# START OF Excerpted passage

The small oddity in the Unix exec*()
family
When I recently wrote about find's -exec option, I casually talked about 'the exec()
family of system calls'. This is an odd phrasing and sort of an odd
thing to say about Unix system calls, because they don't usually
come in families. So let's list off the exec()
family:
execv()
execve()
execvp()
execvpe()
execl()
execlp()
execle()
(This is the list on Linux and OpenBSD; the FreeBSD list
has execvP()
but not execvpe()
. The POSIX version
leaves out execvpe()
and adds fexecve()
, which I don't quite put
into this exec() family.)
One of these things is not like the others. Out of the entire list of at
least six exec() functions, generally only execve()
is a system call;
the other exec*()
functions are library functions layered on top of
it.
That there are convenient library functions layered on top of a system
call (or a bunch of them) isn't odd; that's what all of stdio is, for
example. What makes this situation feel odd is that the names are so
close to each other. I have a decent memory for Unix libc function names
and most of the time I probably couldn't pick the actual exec()

# END OF Excerpted passage
# START OF Supplied entries

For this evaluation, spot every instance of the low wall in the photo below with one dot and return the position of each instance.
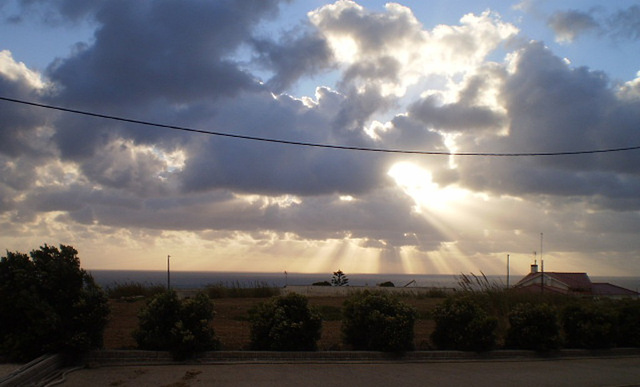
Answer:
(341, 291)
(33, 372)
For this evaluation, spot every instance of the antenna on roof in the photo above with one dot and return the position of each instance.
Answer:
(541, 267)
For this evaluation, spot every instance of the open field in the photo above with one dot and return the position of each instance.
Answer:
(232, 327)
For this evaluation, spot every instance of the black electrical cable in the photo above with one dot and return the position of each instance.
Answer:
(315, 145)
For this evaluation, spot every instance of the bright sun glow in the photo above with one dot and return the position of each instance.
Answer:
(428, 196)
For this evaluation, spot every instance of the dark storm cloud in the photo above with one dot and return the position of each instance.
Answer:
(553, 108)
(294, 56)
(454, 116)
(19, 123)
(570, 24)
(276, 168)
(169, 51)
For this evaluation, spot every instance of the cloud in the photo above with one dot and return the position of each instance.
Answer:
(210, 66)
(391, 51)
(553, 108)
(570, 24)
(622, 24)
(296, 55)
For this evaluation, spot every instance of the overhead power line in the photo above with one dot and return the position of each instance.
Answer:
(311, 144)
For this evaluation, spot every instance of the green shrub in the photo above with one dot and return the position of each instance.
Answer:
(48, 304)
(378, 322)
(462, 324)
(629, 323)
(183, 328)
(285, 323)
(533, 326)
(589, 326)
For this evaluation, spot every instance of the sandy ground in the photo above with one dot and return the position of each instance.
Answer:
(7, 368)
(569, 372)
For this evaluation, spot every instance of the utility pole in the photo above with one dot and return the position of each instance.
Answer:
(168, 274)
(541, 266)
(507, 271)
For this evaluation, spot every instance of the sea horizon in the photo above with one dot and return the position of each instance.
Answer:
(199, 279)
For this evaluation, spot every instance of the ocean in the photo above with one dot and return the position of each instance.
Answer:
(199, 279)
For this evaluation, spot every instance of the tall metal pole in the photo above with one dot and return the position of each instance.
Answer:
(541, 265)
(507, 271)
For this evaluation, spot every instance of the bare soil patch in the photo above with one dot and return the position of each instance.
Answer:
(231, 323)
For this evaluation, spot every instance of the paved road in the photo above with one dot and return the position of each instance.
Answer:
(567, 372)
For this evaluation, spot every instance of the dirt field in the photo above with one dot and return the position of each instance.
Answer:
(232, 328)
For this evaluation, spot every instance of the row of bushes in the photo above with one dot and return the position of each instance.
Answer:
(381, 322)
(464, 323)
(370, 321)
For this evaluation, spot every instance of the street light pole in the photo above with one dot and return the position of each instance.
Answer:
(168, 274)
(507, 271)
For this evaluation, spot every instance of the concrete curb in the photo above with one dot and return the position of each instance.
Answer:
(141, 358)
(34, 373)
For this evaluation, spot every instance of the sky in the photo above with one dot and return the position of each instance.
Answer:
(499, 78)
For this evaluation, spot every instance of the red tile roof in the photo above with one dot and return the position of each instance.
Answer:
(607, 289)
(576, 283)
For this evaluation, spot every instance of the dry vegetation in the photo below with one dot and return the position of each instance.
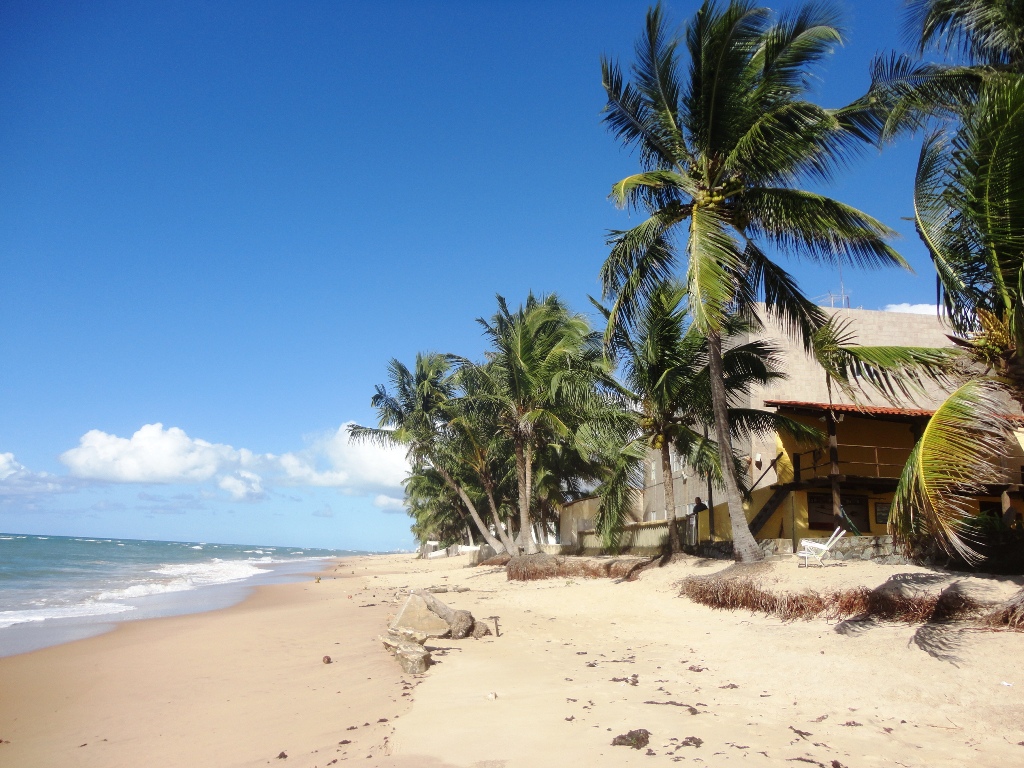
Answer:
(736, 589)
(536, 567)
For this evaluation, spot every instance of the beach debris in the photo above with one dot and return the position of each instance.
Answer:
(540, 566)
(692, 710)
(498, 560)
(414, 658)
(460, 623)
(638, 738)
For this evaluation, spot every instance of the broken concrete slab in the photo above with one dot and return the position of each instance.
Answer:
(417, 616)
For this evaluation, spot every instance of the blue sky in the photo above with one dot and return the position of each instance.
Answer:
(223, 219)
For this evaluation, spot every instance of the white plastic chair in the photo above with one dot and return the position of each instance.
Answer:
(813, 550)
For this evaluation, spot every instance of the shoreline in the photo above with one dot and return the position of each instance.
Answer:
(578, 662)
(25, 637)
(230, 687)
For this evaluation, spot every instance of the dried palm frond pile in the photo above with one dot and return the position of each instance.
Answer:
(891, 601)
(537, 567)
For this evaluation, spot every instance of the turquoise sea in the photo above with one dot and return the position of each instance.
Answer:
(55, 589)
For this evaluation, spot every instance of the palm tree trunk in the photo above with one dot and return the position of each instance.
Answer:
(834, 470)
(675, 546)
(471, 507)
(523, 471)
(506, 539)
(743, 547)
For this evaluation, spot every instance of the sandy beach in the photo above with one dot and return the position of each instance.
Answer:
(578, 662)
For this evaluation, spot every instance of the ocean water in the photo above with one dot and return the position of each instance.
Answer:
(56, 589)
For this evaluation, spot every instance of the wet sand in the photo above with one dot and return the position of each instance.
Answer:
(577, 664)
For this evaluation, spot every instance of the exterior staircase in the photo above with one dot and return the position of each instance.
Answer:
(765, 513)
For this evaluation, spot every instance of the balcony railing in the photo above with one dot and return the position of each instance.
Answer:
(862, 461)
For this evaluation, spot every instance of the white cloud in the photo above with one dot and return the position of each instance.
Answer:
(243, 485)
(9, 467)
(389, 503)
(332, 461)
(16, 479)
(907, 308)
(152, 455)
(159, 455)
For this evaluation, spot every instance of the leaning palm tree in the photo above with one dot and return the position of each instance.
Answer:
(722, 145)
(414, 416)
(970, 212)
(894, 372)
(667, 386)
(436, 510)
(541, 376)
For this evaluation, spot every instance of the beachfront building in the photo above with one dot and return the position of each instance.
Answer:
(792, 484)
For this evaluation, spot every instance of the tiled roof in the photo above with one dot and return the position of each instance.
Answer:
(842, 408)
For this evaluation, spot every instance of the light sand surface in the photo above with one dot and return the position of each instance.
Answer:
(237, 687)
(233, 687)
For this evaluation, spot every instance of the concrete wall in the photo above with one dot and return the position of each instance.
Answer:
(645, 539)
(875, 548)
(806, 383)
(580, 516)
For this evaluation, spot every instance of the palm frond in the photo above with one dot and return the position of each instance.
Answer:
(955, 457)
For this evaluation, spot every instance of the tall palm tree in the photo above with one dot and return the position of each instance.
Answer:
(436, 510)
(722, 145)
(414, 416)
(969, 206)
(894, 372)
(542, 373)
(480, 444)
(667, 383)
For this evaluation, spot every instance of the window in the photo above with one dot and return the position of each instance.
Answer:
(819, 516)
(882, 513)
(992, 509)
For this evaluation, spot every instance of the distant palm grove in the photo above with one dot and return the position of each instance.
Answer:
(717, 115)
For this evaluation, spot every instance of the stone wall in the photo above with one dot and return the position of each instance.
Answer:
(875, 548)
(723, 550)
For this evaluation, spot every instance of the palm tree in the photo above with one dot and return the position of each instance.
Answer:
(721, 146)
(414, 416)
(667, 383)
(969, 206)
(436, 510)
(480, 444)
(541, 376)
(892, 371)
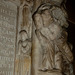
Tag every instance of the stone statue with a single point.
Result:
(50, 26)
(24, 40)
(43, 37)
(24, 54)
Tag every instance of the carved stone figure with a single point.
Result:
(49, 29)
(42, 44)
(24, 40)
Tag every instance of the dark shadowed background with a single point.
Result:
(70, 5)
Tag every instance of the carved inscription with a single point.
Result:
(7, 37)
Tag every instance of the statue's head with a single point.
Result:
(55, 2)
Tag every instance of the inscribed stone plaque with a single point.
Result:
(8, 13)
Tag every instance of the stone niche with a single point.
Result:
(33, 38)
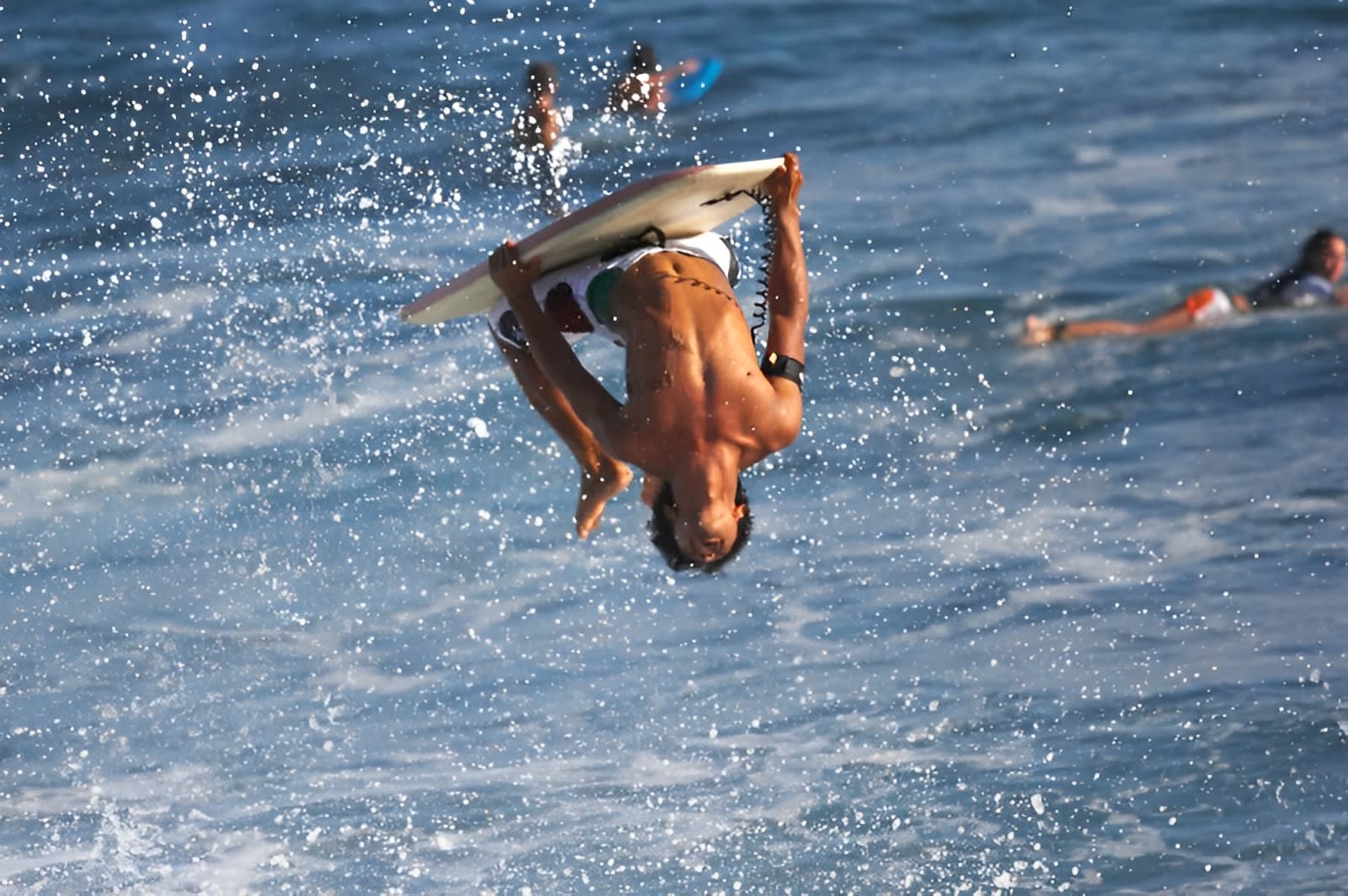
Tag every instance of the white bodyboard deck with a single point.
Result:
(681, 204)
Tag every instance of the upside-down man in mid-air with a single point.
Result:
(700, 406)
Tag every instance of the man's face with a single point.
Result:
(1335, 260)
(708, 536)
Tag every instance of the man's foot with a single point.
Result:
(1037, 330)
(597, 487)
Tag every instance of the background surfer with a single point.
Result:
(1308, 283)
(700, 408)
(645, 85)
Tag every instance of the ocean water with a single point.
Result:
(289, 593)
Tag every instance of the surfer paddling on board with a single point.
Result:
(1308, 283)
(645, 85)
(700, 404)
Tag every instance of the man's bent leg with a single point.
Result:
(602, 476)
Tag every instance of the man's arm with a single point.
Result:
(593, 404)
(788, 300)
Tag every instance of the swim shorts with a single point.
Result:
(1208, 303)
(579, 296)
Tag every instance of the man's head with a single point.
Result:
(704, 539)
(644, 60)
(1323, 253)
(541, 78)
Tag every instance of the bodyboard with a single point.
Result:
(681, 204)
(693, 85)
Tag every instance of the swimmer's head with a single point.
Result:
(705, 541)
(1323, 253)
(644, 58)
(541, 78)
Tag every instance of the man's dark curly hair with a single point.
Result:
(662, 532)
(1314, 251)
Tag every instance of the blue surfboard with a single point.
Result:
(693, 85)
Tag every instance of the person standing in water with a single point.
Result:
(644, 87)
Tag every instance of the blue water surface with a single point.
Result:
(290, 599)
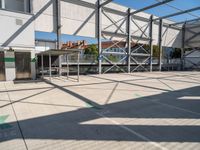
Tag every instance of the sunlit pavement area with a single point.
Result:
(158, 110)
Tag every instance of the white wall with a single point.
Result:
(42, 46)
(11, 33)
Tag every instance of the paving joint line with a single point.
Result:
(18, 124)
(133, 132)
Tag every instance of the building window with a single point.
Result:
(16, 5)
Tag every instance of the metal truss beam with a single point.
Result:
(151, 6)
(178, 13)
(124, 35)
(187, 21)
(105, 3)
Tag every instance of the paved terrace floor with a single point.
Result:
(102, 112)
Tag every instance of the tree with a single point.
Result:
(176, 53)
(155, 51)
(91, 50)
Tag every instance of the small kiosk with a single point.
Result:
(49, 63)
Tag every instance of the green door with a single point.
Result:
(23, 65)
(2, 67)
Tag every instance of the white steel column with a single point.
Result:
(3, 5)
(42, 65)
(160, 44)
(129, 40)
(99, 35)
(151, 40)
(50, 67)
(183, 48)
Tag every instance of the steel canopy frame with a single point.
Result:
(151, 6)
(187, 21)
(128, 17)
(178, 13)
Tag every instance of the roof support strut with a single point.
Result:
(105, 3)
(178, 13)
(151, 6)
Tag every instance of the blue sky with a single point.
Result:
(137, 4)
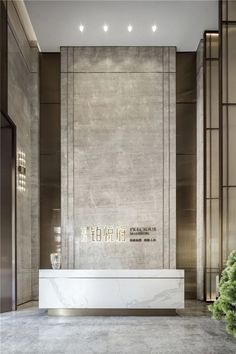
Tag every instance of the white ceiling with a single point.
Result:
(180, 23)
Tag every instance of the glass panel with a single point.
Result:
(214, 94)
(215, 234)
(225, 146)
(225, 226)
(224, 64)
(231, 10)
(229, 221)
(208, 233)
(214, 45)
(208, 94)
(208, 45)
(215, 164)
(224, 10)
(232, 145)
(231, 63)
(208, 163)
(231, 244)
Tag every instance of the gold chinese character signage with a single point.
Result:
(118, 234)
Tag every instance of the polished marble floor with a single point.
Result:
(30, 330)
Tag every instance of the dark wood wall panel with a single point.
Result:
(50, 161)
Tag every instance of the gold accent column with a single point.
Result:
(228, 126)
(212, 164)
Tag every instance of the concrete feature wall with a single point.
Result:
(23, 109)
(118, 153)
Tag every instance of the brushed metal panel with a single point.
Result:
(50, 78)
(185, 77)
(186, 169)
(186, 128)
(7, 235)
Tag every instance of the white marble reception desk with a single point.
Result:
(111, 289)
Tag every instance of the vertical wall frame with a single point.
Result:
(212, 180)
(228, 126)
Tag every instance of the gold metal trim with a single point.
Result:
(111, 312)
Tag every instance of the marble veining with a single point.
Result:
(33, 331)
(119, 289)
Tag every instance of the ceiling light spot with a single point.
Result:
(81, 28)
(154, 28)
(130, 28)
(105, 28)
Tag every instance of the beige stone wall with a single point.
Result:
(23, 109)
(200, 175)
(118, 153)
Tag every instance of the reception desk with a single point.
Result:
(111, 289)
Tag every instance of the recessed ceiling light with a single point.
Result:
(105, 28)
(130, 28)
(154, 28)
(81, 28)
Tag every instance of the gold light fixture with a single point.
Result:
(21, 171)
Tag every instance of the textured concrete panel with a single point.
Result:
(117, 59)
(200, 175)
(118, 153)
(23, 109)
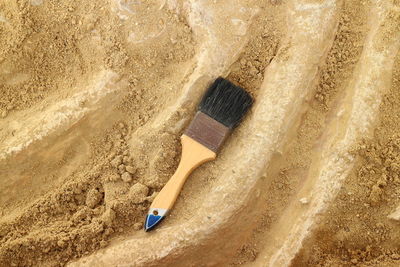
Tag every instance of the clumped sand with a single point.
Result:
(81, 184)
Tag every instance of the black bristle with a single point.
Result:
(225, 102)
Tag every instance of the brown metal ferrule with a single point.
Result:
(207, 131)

# END OF Supplied entries

# What this exercise asks
(1) Answer these questions from the passage on the Unix exec() family:
(a) Which function appears on the FreeBSD list but not on the Linux and OpenBSD list?
(b) Which function does the POSIX version add?
(c) Which one of the exec() functions is generally a system call?
(2) Resume the passage on the Unix exec() family from the point where it stops.

# Outputs in order
(1)
(a) execvP()
(b) fexecve()
(c) execve()

(2)
system
call out of a lineup like this.
(Right now it's very much in my memory that execve()
is the underlying
system call on most Unixes, of course.)
This multiplicity goes all the way back to V7 Unix, which documents all
of execl()
, execv()
, execle()
, and execve()
in its exec(2)
manpage. In V7, as is the case today, the underlying system call is
execve()
, although it had a different system call name. Even V6
had execl()
and execv()
in the V6 exec(2)
manpage.
(The V6 system call was just called exec
and took only the program
to be executed and argv
. When V7 added the environment, it kept
the V6 exec
call but added a new exece
system call that took the
environment (well, envp
) as an additional argument.)
PS: Some Unixes have underlying system calls that are variants of each
other, due to the slow growth and improvement in the system call API
over time (for example, to add 64-bit variants of what used to be 32-bit
calls). However, usually you only use and think about the most recent
version of the system call; they aren't a family of variants the way
the exec()
family is.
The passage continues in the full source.